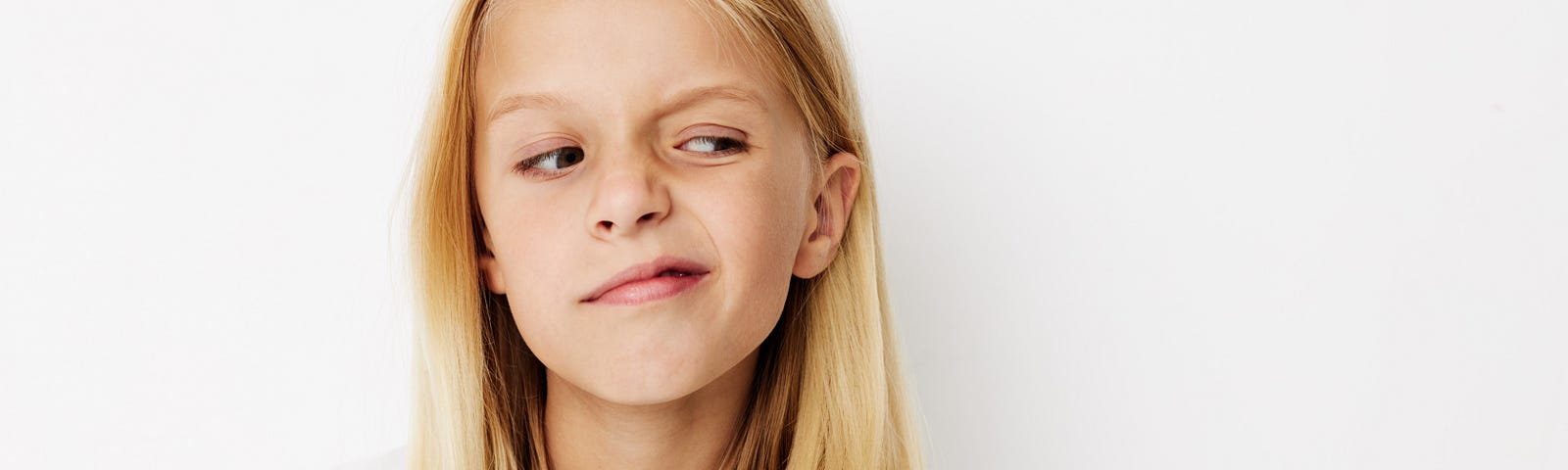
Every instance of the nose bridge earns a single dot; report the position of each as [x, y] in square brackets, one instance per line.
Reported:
[629, 192]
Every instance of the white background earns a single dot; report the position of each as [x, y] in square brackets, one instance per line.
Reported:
[1123, 234]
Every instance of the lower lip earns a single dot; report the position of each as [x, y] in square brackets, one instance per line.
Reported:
[648, 290]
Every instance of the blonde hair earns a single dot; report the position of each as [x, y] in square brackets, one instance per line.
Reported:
[828, 391]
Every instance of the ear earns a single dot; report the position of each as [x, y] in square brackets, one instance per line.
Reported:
[490, 270]
[835, 196]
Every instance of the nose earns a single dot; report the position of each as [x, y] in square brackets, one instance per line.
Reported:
[629, 196]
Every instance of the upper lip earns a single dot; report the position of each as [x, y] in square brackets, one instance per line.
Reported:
[647, 271]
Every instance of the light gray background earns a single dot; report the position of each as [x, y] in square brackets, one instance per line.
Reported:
[1121, 234]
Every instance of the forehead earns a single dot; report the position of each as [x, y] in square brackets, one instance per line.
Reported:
[611, 55]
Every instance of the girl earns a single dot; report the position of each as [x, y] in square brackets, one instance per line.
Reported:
[645, 237]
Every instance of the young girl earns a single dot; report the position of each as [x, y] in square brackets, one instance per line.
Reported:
[647, 239]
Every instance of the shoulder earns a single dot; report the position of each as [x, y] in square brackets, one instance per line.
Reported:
[394, 459]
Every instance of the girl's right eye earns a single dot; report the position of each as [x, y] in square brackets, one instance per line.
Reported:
[553, 162]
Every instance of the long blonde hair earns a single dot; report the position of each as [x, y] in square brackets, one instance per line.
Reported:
[828, 389]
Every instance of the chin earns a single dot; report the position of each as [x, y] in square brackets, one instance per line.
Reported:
[637, 383]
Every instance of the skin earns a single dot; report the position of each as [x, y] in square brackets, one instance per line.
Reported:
[659, 384]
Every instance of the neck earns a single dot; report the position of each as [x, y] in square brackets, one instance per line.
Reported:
[582, 431]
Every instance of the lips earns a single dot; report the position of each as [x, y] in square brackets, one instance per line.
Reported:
[658, 279]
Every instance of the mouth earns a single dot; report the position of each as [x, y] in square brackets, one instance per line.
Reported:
[647, 282]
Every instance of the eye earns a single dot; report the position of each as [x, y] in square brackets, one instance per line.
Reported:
[713, 145]
[553, 161]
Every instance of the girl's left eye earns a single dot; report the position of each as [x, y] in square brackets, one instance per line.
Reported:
[713, 145]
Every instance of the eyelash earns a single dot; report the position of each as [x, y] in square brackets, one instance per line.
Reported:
[527, 166]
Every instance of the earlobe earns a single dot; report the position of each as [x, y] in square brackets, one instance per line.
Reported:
[831, 208]
[490, 270]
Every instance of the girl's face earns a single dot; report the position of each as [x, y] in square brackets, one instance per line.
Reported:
[618, 141]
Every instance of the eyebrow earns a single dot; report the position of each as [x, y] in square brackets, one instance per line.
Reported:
[674, 102]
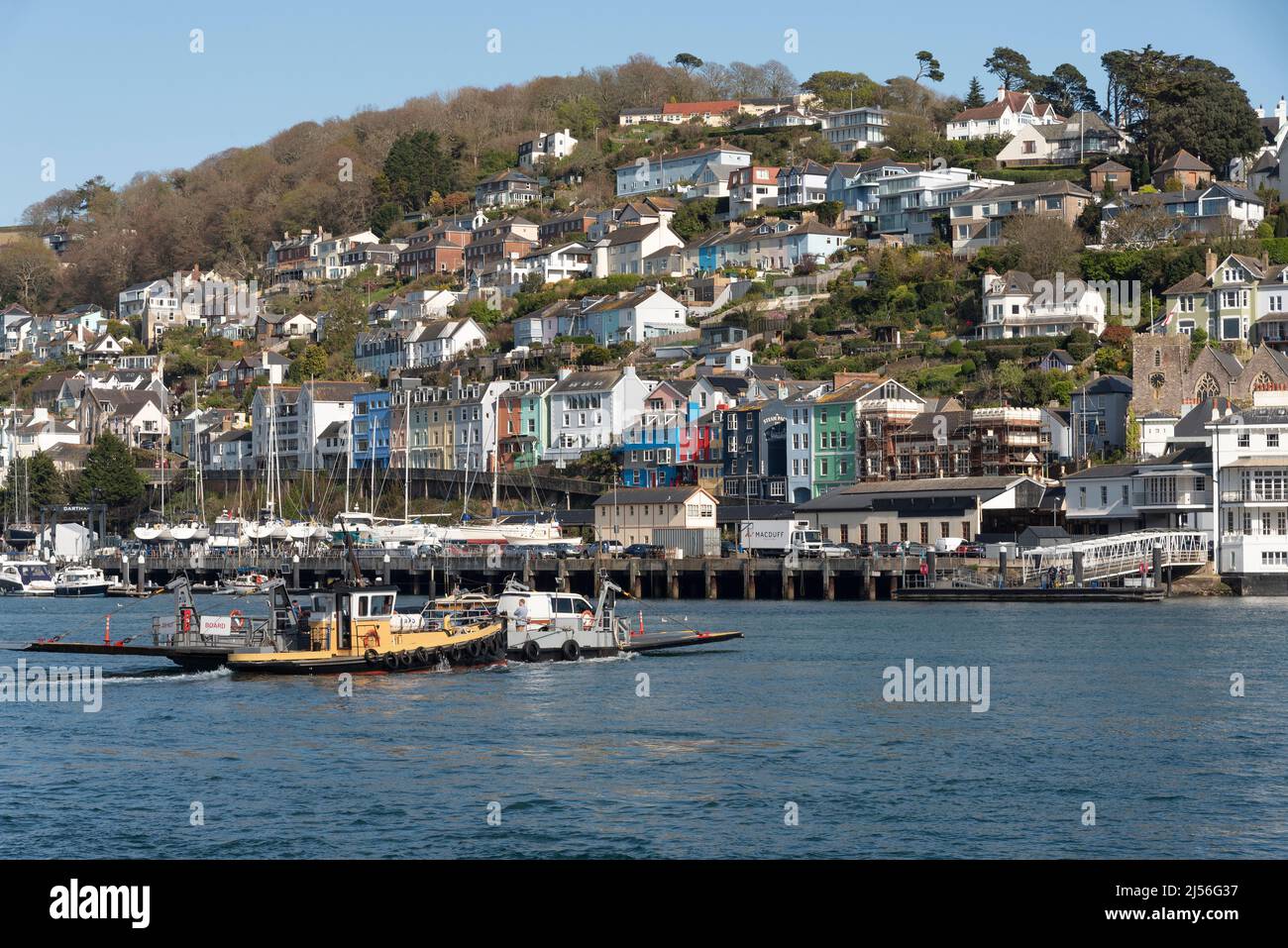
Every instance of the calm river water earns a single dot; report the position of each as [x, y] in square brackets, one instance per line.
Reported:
[780, 745]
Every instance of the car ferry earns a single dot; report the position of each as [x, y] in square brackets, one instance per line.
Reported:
[80, 581]
[353, 629]
[26, 578]
[566, 626]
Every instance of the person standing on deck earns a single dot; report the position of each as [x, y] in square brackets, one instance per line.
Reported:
[520, 618]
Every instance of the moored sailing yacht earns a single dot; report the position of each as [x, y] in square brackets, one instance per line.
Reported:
[26, 578]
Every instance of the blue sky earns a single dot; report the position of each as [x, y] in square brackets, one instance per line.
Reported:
[114, 89]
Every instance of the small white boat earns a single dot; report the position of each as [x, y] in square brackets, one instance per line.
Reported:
[227, 533]
[80, 581]
[26, 578]
[189, 532]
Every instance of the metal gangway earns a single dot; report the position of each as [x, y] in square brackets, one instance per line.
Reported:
[1107, 558]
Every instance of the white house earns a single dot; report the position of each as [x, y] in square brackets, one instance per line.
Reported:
[590, 410]
[1018, 305]
[552, 264]
[1005, 115]
[851, 129]
[1249, 467]
[1063, 143]
[909, 202]
[671, 168]
[632, 317]
[623, 250]
[802, 184]
[548, 145]
[442, 340]
[730, 359]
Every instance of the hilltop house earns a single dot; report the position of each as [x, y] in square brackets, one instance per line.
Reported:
[589, 410]
[977, 218]
[1218, 210]
[1014, 304]
[673, 168]
[1239, 299]
[1005, 115]
[1068, 142]
[632, 317]
[507, 188]
[1189, 170]
[625, 249]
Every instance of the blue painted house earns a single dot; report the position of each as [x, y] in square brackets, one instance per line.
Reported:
[373, 419]
[658, 449]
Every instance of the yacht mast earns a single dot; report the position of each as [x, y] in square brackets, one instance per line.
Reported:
[406, 455]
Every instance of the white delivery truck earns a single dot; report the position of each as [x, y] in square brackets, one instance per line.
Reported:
[780, 537]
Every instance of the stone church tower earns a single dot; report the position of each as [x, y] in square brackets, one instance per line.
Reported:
[1166, 381]
[1159, 365]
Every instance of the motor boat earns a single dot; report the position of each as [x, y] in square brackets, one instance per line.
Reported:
[26, 578]
[80, 581]
[189, 531]
[227, 533]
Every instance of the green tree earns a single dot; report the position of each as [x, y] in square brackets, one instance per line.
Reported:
[1168, 102]
[928, 67]
[688, 62]
[838, 89]
[416, 167]
[1009, 376]
[1013, 68]
[310, 364]
[111, 478]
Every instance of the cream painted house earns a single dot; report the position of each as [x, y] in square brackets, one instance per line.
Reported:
[630, 514]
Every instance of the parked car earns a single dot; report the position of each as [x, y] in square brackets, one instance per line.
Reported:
[540, 552]
[644, 550]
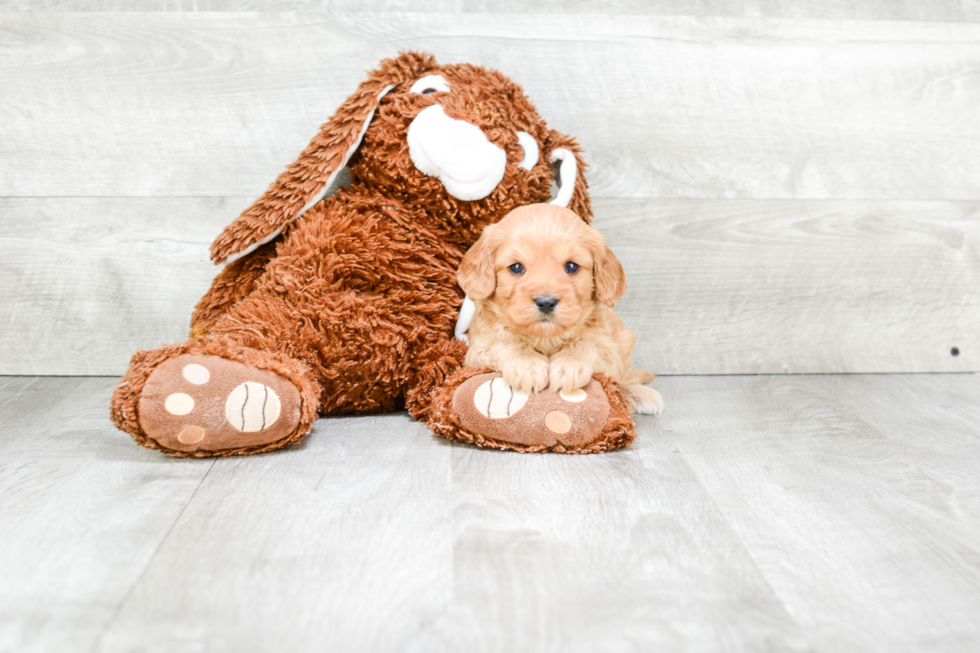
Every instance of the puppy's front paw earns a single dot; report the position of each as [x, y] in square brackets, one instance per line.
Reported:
[644, 400]
[530, 375]
[569, 375]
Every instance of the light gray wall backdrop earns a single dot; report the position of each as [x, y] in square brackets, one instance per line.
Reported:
[792, 187]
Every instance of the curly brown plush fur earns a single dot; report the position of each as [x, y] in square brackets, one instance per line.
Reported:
[353, 298]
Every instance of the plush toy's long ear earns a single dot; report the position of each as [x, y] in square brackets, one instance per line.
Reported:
[306, 180]
[477, 275]
[566, 160]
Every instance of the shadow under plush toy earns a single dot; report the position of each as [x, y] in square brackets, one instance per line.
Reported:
[347, 304]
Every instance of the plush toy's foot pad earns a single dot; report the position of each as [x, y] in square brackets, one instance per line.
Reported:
[552, 421]
[197, 402]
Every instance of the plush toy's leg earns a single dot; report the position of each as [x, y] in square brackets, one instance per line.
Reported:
[478, 407]
[214, 397]
[233, 283]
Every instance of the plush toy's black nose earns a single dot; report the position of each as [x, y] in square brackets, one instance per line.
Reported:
[545, 304]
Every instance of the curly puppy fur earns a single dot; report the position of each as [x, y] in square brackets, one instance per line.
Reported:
[544, 283]
[355, 295]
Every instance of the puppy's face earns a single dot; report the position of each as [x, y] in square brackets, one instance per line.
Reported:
[543, 268]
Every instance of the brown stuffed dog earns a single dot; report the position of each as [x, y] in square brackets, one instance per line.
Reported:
[348, 304]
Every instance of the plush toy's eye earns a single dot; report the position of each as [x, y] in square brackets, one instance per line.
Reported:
[430, 84]
[530, 146]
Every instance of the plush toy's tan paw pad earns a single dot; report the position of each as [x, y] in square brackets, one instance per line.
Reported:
[207, 403]
[488, 406]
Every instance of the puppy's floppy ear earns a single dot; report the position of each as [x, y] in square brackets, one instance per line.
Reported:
[306, 180]
[607, 271]
[477, 275]
[566, 160]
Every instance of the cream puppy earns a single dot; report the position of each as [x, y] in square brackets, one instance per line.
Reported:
[543, 282]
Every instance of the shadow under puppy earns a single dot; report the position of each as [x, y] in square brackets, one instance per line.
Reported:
[544, 283]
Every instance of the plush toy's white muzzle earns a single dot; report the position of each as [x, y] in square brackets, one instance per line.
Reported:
[457, 153]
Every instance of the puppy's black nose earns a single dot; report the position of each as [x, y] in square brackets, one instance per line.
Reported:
[545, 304]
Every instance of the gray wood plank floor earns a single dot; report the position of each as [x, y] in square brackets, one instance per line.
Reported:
[780, 513]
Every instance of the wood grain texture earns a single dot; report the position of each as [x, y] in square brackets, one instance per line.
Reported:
[83, 511]
[729, 287]
[936, 10]
[613, 552]
[807, 513]
[850, 495]
[85, 282]
[715, 286]
[340, 544]
[202, 103]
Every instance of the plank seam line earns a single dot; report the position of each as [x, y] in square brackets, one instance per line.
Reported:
[741, 544]
[125, 599]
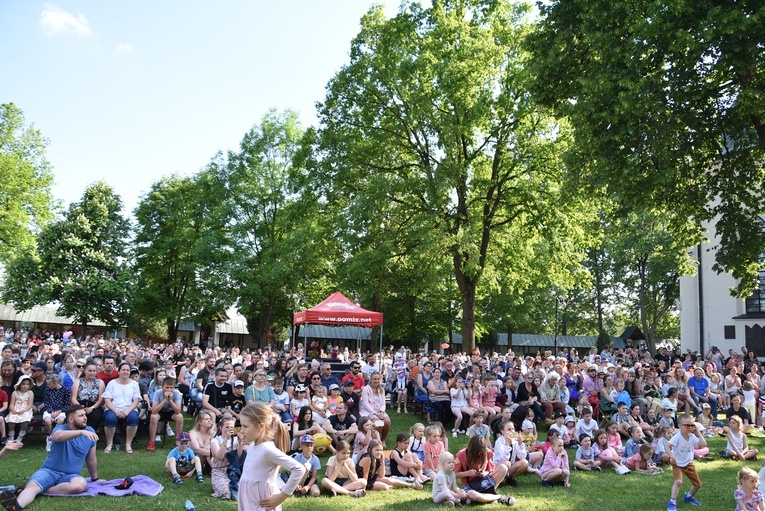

▸ **Given request**:
Show every line of the material above that contains the word "background", matching case exactly.

▸ **Answer below**:
Every instance of the white background earns a single dot; report the position of each as [x, y] in square brackets, one instance per line.
Every instance of the light gray background earns a single dot; report the position of each as [x, y] in square brackets, one instance per line.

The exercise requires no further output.